== Segment start ==

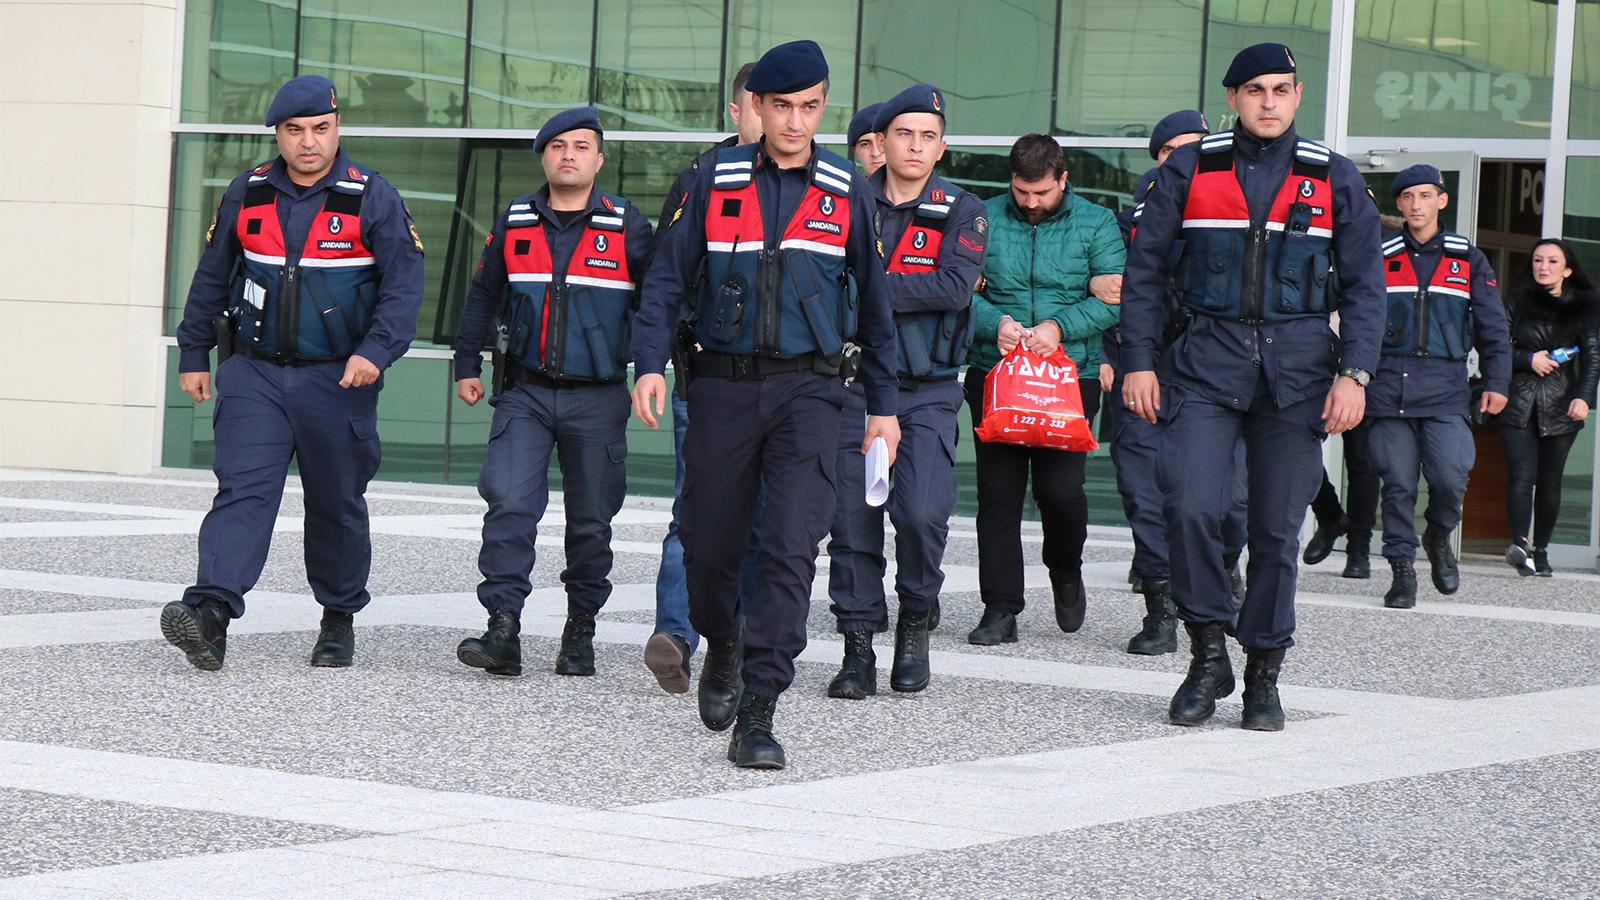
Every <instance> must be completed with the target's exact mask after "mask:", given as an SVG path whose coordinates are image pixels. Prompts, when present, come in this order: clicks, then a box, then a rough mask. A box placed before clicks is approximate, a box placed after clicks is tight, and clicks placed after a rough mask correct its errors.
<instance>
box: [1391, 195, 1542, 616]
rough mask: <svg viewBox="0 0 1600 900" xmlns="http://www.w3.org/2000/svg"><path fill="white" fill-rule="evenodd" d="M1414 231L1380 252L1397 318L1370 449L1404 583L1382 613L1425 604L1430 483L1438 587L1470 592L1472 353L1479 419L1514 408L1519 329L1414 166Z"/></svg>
mask: <svg viewBox="0 0 1600 900" xmlns="http://www.w3.org/2000/svg"><path fill="white" fill-rule="evenodd" d="M1390 191H1392V192H1394V197H1395V203H1397V205H1398V207H1400V215H1402V216H1403V218H1405V226H1403V227H1402V229H1400V234H1397V235H1394V237H1390V239H1389V240H1386V242H1384V245H1382V253H1384V283H1386V287H1387V295H1389V315H1387V325H1386V328H1384V343H1382V359H1381V362H1379V367H1378V373H1376V376H1374V378H1373V386H1371V389H1370V391H1368V392H1366V394H1368V397H1366V418H1368V421H1370V424H1368V426H1366V428H1368V432H1370V434H1368V445H1370V448H1371V455H1373V464H1374V466H1376V469H1378V476H1379V477H1381V479H1382V484H1384V487H1382V493H1384V559H1387V560H1389V567H1390V569H1392V570H1394V581H1392V583H1390V586H1389V593H1387V594H1384V605H1386V607H1392V609H1411V607H1414V605H1416V569H1414V567H1413V562H1414V560H1416V548H1418V538H1416V487H1418V479H1419V477H1427V511H1426V512H1424V516H1422V517H1424V519H1426V520H1427V528H1426V530H1424V532H1422V540H1421V546H1422V549H1424V551H1427V562H1429V565H1430V569H1432V580H1434V588H1435V589H1437V591H1438V593H1440V594H1454V593H1456V589H1458V588H1461V572H1459V569H1458V565H1456V554H1454V551H1451V548H1450V533H1451V532H1454V530H1456V525H1459V524H1461V504H1462V501H1464V500H1466V493H1467V474H1469V472H1470V471H1472V463H1474V461H1475V458H1477V448H1475V447H1474V444H1472V426H1470V423H1469V415H1470V404H1472V388H1470V386H1469V384H1467V351H1470V349H1472V348H1474V346H1477V349H1478V367H1480V368H1482V372H1483V399H1482V400H1478V408H1480V412H1485V413H1490V415H1496V413H1499V412H1501V410H1502V408H1506V397H1507V391H1509V388H1510V328H1509V325H1507V323H1506V306H1504V304H1502V303H1501V298H1499V288H1498V287H1496V283H1494V271H1493V269H1491V267H1490V261H1488V258H1486V256H1483V251H1480V250H1478V248H1477V247H1472V243H1470V242H1469V240H1467V239H1466V237H1461V235H1459V234H1453V232H1448V231H1443V229H1440V227H1438V213H1440V210H1443V208H1445V207H1446V205H1448V203H1450V194H1446V192H1445V179H1443V176H1442V175H1440V173H1438V170H1437V168H1434V167H1430V165H1413V167H1411V168H1406V170H1405V171H1402V173H1400V175H1397V176H1395V181H1394V186H1392V187H1390Z"/></svg>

== Segment end ==

◆ Exercise instructions
Would you show each line of the material above that contains the string "instance"?

◆ Answer space
Every <instance> must be completed with the target's exact mask after "mask:", given as an SVG path whose coordinates are image pixels. Prompts, when present, come in this order: clicks, then a box, then a rough mask. A box placed before clicks is approximate, a box placed after clicks is tight, and clicks placed after a rough mask correct its errors.
<instance>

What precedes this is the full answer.